begin Material shown
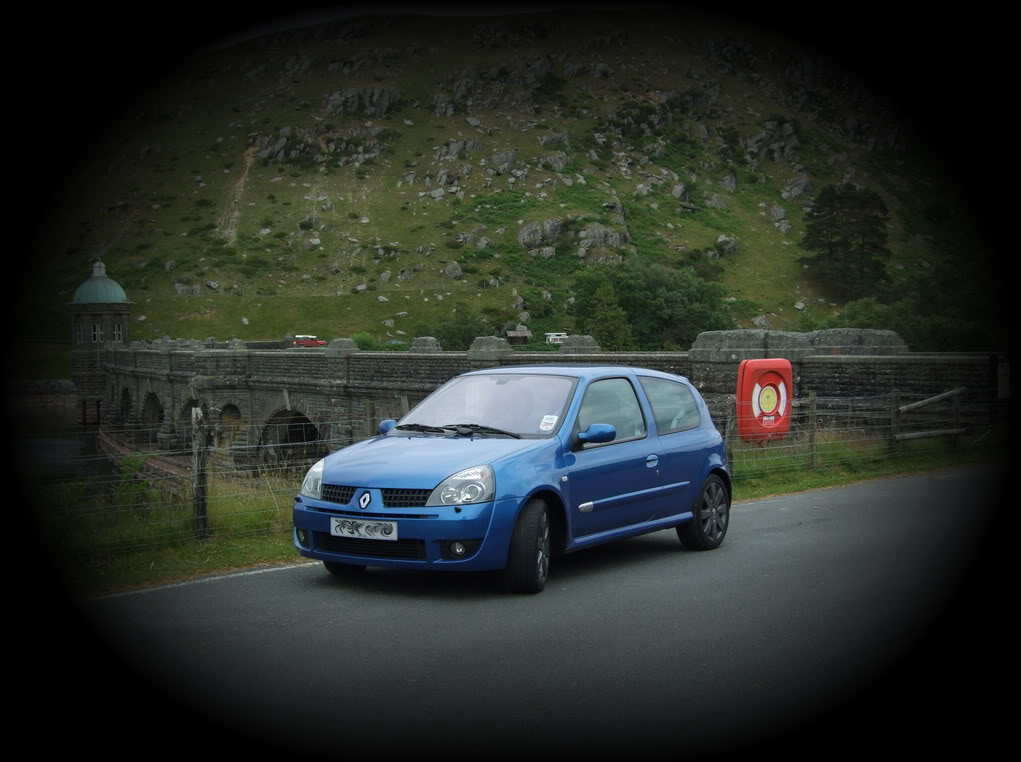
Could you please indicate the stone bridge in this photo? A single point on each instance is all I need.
(268, 405)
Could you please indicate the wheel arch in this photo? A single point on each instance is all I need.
(557, 516)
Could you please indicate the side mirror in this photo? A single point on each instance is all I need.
(597, 433)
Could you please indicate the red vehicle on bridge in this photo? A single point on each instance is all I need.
(305, 340)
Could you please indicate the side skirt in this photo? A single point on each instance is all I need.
(628, 531)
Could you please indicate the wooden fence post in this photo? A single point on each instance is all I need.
(957, 418)
(812, 429)
(728, 434)
(894, 422)
(200, 476)
(370, 418)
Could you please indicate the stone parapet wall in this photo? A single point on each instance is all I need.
(344, 391)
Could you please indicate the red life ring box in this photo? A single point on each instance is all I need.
(764, 398)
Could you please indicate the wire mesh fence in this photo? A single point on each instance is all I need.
(137, 487)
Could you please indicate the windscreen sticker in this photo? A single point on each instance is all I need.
(547, 423)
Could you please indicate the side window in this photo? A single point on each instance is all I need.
(613, 400)
(673, 403)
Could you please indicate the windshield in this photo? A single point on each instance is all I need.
(526, 405)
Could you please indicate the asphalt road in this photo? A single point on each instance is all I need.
(838, 609)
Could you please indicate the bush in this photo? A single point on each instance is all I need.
(366, 341)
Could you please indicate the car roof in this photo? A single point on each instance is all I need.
(580, 371)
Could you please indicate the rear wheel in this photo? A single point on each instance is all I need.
(528, 562)
(712, 517)
(342, 570)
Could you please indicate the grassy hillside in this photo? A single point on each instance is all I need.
(179, 195)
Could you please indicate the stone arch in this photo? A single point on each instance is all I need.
(150, 419)
(124, 411)
(229, 425)
(289, 438)
(185, 423)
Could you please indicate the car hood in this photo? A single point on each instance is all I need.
(417, 462)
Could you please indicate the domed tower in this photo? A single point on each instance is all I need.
(99, 316)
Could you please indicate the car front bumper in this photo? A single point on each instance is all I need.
(422, 535)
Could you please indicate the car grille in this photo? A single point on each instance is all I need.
(337, 493)
(405, 497)
(397, 549)
(368, 515)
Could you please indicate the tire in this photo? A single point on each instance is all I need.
(528, 561)
(342, 570)
(712, 517)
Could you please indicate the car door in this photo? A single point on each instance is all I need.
(682, 441)
(613, 484)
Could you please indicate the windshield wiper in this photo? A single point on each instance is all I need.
(475, 428)
(423, 427)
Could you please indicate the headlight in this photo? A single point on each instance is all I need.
(471, 485)
(312, 485)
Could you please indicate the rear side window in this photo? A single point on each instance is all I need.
(613, 400)
(674, 406)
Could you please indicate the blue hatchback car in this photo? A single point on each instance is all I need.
(505, 468)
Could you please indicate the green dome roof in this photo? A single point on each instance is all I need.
end Material shown
▸ **Work to do**: Copy the lines word for word, from the line that contains "Could you please indicate the rear side" up to and including the final line.

▸ **Answer to the exercise**:
Could you please indicate the rear side window in this photo? A single point on each instance is all I need.
(613, 400)
(674, 406)
Could you please indicate the blue hatchback car in this photo? A single point on each instance is all I need.
(505, 468)
Could you please indicate the green dome roof in this photo? A single point on each instance is all I need.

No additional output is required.